**Task brief**. Print every entry again exactly, with no pictures.
:: Data for processing
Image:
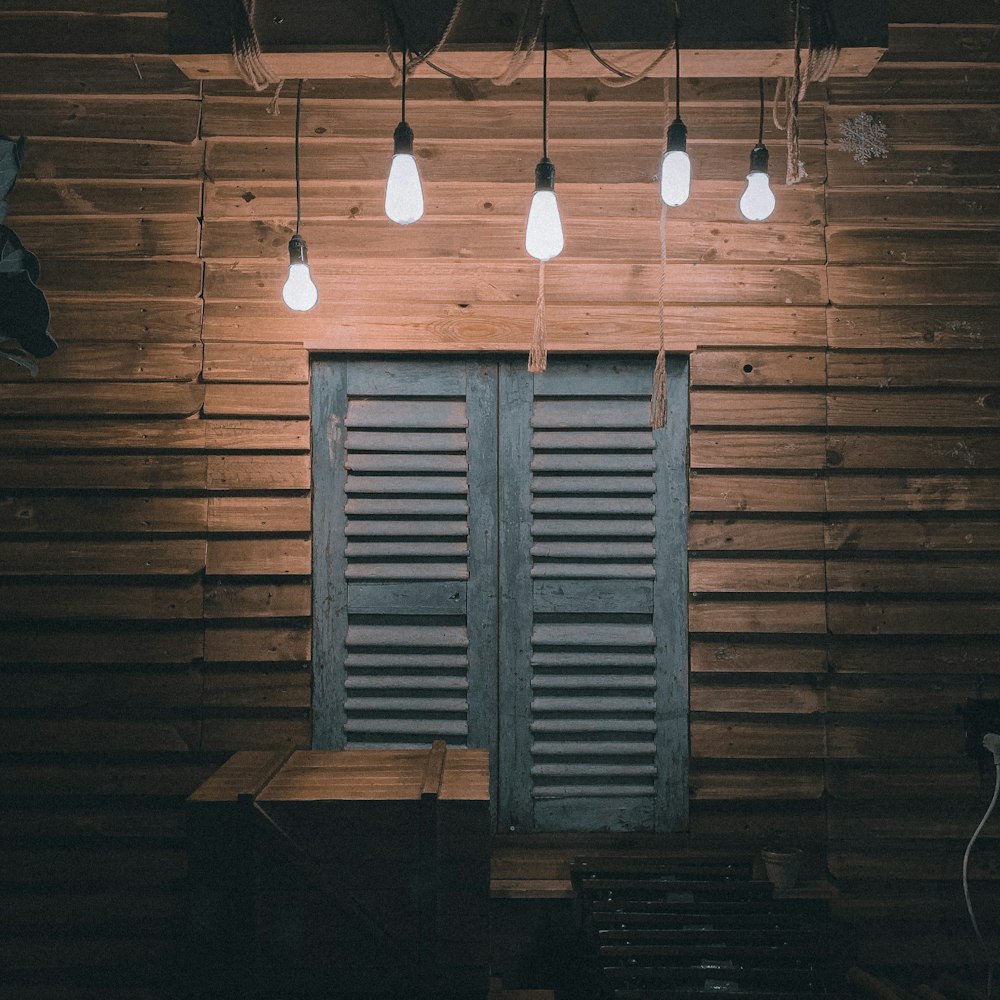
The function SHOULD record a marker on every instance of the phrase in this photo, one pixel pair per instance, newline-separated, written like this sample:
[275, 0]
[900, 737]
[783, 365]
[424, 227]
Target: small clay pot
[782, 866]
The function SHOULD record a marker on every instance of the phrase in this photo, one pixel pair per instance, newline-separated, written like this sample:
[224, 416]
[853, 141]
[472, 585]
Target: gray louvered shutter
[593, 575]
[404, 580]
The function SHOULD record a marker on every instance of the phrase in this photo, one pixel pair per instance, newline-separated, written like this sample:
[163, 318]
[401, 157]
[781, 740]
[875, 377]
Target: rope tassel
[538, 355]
::::
**Answer box**.
Image:
The function SHOULD record a marker on every instance of the phrase in this photo, one pixel pair per instance, newline-separated, written like this sample:
[275, 0]
[900, 737]
[783, 365]
[424, 227]
Target: small clay pot
[782, 866]
The function SHOULD record a marker on every instance of the phrase in this photo, one pixel pair per instance, newline-separated, written like this sample:
[224, 416]
[853, 141]
[472, 585]
Target: gray louvered shutter
[593, 575]
[404, 580]
The function SHOULD record a marker on every instance of the phrase in this photo, one pixel pair per instance, newline-separated, written like this sample:
[163, 318]
[401, 157]
[781, 740]
[875, 377]
Target: rope tassel
[538, 355]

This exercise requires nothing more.